> _REQUIRED ACTION_: Check every line below for the word "shirt" and show those that hold it.

··· RAW DATA

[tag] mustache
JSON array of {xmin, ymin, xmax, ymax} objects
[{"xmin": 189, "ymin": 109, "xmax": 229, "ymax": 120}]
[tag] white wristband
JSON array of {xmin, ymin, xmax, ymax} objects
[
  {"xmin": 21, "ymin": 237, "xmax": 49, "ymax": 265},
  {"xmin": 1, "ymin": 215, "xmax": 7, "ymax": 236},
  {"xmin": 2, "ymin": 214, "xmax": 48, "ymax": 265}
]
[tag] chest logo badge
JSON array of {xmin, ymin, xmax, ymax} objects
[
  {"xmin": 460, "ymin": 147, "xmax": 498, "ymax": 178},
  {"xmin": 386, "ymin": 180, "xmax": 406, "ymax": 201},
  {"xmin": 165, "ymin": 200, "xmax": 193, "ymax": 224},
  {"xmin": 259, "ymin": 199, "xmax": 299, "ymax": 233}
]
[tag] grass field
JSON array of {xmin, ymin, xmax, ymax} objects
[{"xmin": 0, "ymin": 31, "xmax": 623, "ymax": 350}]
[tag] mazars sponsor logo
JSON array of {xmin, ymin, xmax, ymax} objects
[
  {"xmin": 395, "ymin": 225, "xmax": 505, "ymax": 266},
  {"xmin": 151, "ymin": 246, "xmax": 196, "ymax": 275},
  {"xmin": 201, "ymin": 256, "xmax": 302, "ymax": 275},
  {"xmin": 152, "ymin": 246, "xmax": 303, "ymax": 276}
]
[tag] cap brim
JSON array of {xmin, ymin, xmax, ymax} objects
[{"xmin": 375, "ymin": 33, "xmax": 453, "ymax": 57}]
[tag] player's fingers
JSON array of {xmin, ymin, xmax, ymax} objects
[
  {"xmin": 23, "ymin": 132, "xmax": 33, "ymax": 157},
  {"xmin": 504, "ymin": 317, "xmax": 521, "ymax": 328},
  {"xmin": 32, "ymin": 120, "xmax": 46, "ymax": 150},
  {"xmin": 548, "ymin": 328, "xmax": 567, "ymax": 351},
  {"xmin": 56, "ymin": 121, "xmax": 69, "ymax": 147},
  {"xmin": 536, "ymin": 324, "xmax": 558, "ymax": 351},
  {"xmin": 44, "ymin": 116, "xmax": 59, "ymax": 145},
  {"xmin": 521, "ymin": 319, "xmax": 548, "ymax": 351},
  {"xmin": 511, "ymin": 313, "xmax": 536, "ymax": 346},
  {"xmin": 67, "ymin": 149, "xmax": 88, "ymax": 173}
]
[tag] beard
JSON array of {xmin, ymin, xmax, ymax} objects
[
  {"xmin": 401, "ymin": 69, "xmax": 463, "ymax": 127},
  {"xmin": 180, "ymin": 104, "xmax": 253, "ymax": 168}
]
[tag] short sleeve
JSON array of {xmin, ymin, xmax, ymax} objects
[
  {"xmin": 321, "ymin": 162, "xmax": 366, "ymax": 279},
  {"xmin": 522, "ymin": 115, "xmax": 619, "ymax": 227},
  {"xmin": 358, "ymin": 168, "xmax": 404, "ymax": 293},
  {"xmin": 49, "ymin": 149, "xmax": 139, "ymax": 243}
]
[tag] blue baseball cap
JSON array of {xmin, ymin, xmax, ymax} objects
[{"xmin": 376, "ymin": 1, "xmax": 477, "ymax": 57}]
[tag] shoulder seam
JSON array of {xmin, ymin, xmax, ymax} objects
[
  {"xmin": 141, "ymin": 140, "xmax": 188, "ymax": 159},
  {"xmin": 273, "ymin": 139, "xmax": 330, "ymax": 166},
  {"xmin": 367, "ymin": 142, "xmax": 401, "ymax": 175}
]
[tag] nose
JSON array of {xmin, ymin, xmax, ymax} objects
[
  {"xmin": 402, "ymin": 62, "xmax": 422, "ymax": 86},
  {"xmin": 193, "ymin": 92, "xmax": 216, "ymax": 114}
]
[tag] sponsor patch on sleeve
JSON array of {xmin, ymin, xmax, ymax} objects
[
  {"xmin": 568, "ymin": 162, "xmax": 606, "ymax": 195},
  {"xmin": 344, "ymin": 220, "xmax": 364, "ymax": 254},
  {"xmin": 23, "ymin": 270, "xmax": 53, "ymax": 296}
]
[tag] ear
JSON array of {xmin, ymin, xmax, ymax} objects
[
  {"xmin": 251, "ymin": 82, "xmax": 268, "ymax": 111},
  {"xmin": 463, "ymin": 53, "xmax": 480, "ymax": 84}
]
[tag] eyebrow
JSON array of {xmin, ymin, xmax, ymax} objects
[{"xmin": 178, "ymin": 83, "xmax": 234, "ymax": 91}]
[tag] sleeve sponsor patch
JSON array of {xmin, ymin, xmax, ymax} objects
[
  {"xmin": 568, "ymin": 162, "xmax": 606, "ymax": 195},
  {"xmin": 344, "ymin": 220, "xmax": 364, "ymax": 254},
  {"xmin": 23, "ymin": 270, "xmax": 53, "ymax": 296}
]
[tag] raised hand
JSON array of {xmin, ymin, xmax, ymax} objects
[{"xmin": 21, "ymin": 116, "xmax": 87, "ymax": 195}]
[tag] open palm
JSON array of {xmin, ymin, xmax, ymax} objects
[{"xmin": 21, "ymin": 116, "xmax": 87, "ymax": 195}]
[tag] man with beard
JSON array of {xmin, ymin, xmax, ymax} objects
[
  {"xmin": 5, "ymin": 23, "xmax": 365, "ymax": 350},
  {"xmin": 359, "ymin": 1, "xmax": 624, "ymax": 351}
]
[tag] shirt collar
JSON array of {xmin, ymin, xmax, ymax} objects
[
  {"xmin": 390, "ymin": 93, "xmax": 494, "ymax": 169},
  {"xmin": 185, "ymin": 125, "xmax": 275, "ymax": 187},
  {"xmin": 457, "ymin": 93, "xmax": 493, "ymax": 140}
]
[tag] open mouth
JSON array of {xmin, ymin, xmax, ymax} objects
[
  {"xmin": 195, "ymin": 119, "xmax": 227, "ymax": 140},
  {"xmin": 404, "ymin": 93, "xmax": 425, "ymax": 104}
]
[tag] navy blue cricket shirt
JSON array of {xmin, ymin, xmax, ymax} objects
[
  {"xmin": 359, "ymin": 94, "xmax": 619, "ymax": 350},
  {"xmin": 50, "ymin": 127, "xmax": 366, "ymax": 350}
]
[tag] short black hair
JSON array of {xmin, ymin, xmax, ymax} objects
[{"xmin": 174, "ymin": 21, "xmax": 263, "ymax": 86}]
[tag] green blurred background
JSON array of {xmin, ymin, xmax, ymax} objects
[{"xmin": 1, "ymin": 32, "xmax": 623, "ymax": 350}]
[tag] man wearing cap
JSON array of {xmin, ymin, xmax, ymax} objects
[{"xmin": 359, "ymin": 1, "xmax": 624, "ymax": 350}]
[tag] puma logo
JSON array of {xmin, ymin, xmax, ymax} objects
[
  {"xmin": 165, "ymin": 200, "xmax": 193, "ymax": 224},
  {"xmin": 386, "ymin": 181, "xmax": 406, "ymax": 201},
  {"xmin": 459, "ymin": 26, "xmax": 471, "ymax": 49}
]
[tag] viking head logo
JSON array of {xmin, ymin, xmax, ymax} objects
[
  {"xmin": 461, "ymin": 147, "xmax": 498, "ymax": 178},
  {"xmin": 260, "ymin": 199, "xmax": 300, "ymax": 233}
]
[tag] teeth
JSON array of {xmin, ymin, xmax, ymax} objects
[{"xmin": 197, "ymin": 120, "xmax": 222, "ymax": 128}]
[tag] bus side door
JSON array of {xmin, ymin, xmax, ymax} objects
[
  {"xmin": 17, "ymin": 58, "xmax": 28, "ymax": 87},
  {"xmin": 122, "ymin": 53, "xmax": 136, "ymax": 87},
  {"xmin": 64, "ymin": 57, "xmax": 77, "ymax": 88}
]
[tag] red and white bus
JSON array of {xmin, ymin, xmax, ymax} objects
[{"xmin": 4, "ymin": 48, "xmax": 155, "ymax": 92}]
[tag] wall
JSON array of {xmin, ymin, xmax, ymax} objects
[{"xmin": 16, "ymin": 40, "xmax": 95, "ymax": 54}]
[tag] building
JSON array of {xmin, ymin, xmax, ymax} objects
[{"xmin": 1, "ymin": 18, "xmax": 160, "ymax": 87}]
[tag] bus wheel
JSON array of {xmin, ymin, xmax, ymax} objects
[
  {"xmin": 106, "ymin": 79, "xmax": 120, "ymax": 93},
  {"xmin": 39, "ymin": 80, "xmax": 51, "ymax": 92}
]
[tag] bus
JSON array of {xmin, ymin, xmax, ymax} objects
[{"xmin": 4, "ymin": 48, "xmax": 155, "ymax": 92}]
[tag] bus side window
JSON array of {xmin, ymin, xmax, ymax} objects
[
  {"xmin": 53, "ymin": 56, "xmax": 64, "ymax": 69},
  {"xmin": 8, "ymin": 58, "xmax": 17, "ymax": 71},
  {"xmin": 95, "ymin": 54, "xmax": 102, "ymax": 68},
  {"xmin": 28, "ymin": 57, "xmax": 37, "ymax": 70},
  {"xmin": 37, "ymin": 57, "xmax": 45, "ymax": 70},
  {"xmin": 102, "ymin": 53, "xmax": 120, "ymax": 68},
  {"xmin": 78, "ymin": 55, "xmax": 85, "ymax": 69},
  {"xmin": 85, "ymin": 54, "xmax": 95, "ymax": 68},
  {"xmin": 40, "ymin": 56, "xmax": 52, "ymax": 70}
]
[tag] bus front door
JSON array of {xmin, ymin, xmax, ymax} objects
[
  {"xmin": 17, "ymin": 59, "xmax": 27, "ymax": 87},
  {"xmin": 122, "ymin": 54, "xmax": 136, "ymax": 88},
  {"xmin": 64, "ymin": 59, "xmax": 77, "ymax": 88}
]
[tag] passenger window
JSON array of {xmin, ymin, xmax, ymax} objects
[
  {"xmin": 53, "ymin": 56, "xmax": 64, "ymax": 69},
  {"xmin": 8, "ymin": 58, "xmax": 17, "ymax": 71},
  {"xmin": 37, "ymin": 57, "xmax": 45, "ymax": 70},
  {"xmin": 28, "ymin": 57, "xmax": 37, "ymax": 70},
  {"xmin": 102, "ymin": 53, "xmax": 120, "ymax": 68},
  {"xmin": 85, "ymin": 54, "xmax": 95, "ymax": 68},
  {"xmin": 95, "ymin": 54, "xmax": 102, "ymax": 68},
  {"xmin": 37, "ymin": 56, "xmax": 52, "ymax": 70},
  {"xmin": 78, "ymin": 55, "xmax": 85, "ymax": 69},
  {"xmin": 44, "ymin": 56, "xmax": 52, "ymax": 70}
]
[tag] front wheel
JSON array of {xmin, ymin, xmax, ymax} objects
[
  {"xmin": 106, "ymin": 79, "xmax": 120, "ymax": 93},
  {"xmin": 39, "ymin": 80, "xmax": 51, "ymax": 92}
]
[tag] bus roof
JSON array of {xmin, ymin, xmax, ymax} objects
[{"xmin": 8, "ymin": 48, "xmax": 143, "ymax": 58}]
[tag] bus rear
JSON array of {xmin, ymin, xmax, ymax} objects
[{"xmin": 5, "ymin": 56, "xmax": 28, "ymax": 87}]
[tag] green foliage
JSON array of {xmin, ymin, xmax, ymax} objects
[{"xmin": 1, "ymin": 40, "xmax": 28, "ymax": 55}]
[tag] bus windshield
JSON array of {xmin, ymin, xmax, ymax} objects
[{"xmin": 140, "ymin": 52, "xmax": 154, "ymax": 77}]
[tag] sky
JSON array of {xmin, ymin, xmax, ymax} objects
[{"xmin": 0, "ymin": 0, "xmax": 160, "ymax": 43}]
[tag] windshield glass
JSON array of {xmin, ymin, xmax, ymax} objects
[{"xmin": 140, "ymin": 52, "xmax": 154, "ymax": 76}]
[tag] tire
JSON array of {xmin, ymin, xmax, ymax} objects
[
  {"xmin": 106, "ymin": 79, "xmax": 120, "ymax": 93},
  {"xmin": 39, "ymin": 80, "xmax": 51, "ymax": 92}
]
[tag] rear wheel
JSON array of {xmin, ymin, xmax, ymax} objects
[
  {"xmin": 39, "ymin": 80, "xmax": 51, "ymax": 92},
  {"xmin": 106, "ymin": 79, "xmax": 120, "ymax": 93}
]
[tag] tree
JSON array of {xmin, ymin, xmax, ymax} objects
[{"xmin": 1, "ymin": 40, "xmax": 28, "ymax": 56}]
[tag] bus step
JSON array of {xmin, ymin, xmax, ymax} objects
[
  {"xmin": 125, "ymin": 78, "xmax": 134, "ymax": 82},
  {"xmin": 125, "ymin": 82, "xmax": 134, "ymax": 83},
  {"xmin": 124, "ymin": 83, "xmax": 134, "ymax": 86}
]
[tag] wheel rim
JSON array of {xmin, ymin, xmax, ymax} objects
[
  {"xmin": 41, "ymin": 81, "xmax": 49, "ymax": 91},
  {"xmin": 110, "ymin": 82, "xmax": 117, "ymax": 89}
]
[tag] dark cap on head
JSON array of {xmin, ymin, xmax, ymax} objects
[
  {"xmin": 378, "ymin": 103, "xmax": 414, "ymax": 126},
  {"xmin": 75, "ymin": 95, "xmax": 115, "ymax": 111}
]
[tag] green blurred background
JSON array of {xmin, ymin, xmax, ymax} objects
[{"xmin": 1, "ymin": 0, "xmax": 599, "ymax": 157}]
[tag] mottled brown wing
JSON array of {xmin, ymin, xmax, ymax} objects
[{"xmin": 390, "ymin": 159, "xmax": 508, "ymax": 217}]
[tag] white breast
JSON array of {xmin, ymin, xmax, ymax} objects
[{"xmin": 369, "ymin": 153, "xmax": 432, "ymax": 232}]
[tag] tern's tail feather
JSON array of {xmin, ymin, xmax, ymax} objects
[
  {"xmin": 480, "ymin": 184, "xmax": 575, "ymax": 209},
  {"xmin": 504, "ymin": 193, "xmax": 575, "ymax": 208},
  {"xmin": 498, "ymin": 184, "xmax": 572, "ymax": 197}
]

······

> _WRITTEN SOLUTION_:
[tag] shirt collar
[tag] navy blue cricket shirt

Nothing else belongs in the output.